- [The exercise]: Revise the items below, replacing "each instance" with "every instance" wherever it occurs and leaving everything else unchanged.

- [Supplied material]:
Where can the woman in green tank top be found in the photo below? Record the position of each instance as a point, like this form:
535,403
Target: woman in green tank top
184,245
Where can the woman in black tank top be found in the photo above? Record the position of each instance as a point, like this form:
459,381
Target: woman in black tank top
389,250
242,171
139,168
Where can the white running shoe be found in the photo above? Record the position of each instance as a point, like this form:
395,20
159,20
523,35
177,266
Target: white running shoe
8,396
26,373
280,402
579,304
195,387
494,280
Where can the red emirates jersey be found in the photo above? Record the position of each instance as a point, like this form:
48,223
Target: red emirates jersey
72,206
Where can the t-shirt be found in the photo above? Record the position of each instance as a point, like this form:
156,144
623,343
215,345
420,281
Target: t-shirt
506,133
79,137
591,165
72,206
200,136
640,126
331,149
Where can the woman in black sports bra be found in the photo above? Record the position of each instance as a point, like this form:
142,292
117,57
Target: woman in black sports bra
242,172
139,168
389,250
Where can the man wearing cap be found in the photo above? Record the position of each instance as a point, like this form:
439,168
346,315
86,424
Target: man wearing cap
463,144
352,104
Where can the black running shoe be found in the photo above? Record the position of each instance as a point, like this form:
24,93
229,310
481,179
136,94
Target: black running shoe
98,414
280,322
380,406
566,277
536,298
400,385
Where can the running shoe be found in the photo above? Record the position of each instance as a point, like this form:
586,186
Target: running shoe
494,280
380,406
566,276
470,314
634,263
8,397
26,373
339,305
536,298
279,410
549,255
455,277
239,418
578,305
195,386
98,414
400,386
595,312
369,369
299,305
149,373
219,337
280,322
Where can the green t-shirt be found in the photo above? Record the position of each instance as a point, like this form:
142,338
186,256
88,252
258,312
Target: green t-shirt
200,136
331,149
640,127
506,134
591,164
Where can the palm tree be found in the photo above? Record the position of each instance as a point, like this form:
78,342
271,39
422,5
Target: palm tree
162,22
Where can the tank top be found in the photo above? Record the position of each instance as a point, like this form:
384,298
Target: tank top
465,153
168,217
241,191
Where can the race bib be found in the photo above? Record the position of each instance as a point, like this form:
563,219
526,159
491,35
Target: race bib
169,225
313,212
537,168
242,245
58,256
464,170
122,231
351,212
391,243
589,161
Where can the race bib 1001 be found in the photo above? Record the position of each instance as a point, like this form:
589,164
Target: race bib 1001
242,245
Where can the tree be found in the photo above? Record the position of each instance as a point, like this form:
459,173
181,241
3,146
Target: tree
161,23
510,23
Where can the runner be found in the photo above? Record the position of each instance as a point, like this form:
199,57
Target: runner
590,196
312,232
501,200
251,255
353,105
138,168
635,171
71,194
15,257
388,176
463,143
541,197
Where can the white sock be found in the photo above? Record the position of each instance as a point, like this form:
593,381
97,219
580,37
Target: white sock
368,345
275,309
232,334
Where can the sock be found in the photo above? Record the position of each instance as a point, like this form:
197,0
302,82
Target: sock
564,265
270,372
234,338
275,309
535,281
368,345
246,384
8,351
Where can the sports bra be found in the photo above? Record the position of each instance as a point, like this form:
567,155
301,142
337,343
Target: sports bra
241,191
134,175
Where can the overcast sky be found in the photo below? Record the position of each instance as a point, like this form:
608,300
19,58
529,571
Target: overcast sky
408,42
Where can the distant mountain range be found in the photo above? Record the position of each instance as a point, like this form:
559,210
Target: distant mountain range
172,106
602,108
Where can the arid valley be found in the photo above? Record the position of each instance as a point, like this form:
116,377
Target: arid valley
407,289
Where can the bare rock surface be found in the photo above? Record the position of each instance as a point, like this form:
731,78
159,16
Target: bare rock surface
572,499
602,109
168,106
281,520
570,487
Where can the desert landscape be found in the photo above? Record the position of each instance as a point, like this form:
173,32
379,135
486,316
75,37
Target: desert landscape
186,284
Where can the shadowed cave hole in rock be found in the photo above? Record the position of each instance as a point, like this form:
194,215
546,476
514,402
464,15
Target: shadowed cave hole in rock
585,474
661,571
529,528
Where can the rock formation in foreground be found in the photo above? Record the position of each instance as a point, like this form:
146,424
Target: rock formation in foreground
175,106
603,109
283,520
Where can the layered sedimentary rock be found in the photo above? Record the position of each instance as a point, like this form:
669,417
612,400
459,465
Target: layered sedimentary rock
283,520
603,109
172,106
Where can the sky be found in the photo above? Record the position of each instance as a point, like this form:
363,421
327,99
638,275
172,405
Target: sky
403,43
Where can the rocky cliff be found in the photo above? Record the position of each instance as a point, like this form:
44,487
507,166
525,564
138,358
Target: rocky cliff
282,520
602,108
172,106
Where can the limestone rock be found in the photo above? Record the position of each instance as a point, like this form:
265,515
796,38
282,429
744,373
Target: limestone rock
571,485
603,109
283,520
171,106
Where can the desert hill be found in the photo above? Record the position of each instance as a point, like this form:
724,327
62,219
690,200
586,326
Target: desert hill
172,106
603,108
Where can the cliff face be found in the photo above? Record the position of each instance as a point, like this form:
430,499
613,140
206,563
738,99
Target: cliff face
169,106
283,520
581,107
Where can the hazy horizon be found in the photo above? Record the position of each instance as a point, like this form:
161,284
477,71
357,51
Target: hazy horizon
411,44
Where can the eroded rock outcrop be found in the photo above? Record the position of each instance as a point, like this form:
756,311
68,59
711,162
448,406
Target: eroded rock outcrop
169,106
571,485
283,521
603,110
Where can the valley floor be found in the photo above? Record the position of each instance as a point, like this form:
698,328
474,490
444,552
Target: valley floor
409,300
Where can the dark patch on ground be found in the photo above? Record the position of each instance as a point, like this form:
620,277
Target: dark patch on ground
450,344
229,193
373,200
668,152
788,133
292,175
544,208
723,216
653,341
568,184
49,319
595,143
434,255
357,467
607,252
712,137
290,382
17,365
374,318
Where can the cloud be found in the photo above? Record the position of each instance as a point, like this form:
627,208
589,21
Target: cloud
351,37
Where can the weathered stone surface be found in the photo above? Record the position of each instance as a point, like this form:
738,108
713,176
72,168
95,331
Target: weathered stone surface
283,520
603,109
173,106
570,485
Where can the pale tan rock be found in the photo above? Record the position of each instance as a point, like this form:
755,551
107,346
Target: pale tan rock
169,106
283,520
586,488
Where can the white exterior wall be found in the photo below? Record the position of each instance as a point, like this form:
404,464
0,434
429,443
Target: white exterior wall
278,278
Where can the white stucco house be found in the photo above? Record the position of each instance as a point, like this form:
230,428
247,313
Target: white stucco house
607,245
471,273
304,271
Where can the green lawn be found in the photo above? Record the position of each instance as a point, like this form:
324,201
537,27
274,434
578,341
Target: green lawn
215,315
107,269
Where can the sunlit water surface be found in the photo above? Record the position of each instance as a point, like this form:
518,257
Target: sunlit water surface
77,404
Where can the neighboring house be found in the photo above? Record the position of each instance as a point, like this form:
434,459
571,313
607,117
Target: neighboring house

- [Finished exercise]:
Where can the woman in green tank top be found in the photo below? Record the position of every instance as a point, like this form:
535,403
Target: woman in green tank top
184,245
Where can the woman in black tank top be found in the photo above? Record the position of every instance as a point, like this form:
459,381
Target: woman in black tank top
389,250
242,171
139,168
Where can the white running shoe be found in the photo above? Record the position of every instance as a point, like this form:
395,20
159,20
523,35
177,266
Target: white running shoe
8,396
26,373
280,402
579,304
195,387
494,280
Where can the red emirates jersey be found in the photo above? Record the position of every instance as a point, like this form:
48,223
Target: red emirates jersey
72,206
Where can the t-shirt be found in the photo above? Record the position of every instance as a point, like this form:
156,144
623,343
215,345
420,281
Target: t-shirt
506,133
79,137
591,165
72,206
200,136
640,126
331,149
Where can the woman in black sports bra be found in the photo above? Record the position of every instance as a point, like this form:
142,292
117,57
Target: woman in black sports bra
242,172
139,168
389,250
Where can the man wearing cap be found in the photo above? Record the position of every instance as a point, like this form:
439,168
346,315
86,424
Target: man wearing cap
463,144
352,104
Where can the black running shoe be found in the photo above? Record the position of every instance as a point, like this form:
24,93
229,310
481,179
136,94
Target: black running shoe
98,414
280,322
380,406
566,277
536,298
400,385
Where can the running shoe be found in the photo above? Record the position of every instance as a point, like this form:
586,186
Target: running shoe
494,280
380,406
566,276
470,314
634,263
8,397
26,373
339,305
536,298
279,410
549,255
455,277
239,418
578,305
195,386
98,414
400,386
595,312
369,369
299,305
149,373
219,337
280,322
Where can the green t-shirt be found in the photo above? Record the position of every instance as a point, like this form:
142,338
186,256
88,252
258,312
Target: green t-shirt
200,136
331,149
640,127
506,134
591,164
Where can the palm tree be found in the photo above? Record the position of every instance as a point, like this form:
78,342
271,39
422,5
Target: palm tree
162,22
Where can the tank top be found in the photo above? Record the position of every instance as a point, like this form:
384,298
Target: tank top
465,153
168,217
241,191
Where can the race bib be found in the photo above? Record the position of every instance as a point, like this form:
563,219
526,159
491,35
Target: race bib
169,225
313,212
537,168
242,245
58,256
464,170
122,231
351,212
391,243
589,161
Where can the race bib 1001 be found in the photo above? Record the position of every instance as a point, like this form:
589,164
Target: race bib 1001
242,245
Where can the tree be found in the photo above? Record the position of every instance as a point, like this form:
459,173
181,241
3,146
Target: tree
161,23
510,23
Where can the runner be found in the photo above? Record the position of every instance as a point, like this form:
199,57
Target: runner
590,196
312,232
501,200
251,255
353,105
138,168
635,171
71,194
15,257
388,176
463,143
541,197
Where can the white sock be found in the photo above? Record the position of every instance as a point, like this form:
593,381
97,219
580,37
Target: white sock
368,345
275,309
232,334
Where can the sock be found in the photo above? Record the position of every instance as a point, like this form:
197,0
302,82
Target: sock
564,265
270,372
234,338
275,309
535,281
368,345
246,384
8,351
Where can the sports bra be found in the photo above? Record the position of every instance as a point, like this form:
567,155
301,142
337,343
Target: sports bra
241,191
134,175
Where can the overcast sky be found in the photo below? Record the position of every instance as a point, like this form:
608,300
19,58
529,571
Target: overcast sky
408,42
Where can the distant mountain range be found in the photo above? Record the position of every instance as a point, like this form:
559,210
Target: distant mountain range
172,106
602,108
Where can the arid valley be found in the photo above? Record the position of every instance as a point, like this form:
116,377
Target: arid valley
407,289
Where can the bare rock surface be found in the photo above? Record the position of every instance as a point, like this form:
731,78
159,16
Target: bare rock surface
572,499
602,109
168,106
281,520
570,487
Where can the desert landscape be found in the photo above? Record the position of every instance as a point, like this form:
173,32
379,135
486,316
75,37
Target: desert landscape
186,284
Where can the shadowed cave hole in rock be found in the photo above? Record the position of every instance as a point, like this form:
194,215
546,476
514,402
464,15
Target: shadowed cave hole in rock
585,474
661,571
529,528
Where can the rock formation in foreground be found in the photo above? Record the position of every instance as a point, like this form:
146,424
Target: rock formation in foreground
175,106
603,109
283,520
Where can the layered sedimentary rock be found in the photo above? Record the position of every instance as a point, like this form:
669,417
612,400
459,465
Target: layered sedimentary rock
283,520
603,109
172,106
Where can the sky be found in the photo above? Record the position of every instance as a point, like this form:
363,421
327,99
638,275
172,405
Target: sky
403,43
Where can the rocky cliff be found in the photo above? Record the position of every instance as a point, like this form:
44,487
507,166
525,564
138,358
Target: rocky cliff
282,520
602,108
172,106
Where can the limestone rock be found in the photo above? Record the position of every instance as a point, like this form:
265,515
796,38
282,429
744,373
Target: limestone rock
571,485
603,109
283,520
171,106
Where can the desert hill be found in the photo above? Record the position of every instance as a point, like this form:
724,327
62,219
690,200
586,326
Target: desert hill
172,106
603,108
Where can the cliff face be found in the photo above? Record the position of every instance as a point, like this form:
430,499
613,140
206,563
738,99
Target: cliff face
169,106
283,520
581,107
Where can the hazy horizon be found in the photo above? Record the position of every instance as a point, like this form:
161,284
477,71
357,51
Target: hazy horizon
411,44
Where can the eroded rock outcrop be found in the photo above? Record the position of every instance as a point, like this form:
756,311
68,59
711,162
448,406
Target: eroded rock outcrop
169,106
571,485
283,521
603,110
Where can the valley floor be found in the photo above? Record the position of every instance as a point, like this form:
698,328
474,490
444,552
Target: valley floor
409,300
Where can the dark patch on ground be found in the photo above? Record the position of every instance as a point, like this form:
620,277
Target: dark patch on ground
450,344
229,193
373,200
668,152
788,133
292,175
544,208
723,216
653,341
568,184
49,319
595,143
434,255
357,467
607,252
712,137
290,382
17,365
374,318
Where can the cloud be found in the photo above? Record the position of every instance as a point, like this form:
627,208
589,21
Target: cloud
351,37
Where can the weathered stone surface be found in the photo above? Record the position of every instance as a point, like this form:
738,108
713,176
72,168
95,331
Target: weathered stone surface
283,520
603,109
173,106
570,485
Where can the pale tan rock be found in the photo above? Record the position of every instance as a point, like this form:
755,551
107,346
Target: pale tan rock
169,106
283,520
586,488
Where can the white exterior wall be found in the photo below? Record the position of every instance as a point, like this form:
404,464
0,434
429,443
Target: white exterior wall
278,278
Where can the white stucco house be found in the photo above? Record the position of every instance as a point, like this form:
230,428
247,313
Target: white stucco house
607,245
471,273
304,271
Where can the green lawn be found in the photo above? Record the position of every instance as a point, like this form:
324,201
537,27
274,434
578,341
Target: green lawn
215,315
107,269
Where can the sunlit water surface be found in the photo above? Record the position of every instance as a point, like this form:
518,257
Target: sunlit water surface
77,404
Where can the neighboring house be found in the photo above? Record the position of every instance as a point, like this form:
434,459
571,313
607,117
Target: neighboring house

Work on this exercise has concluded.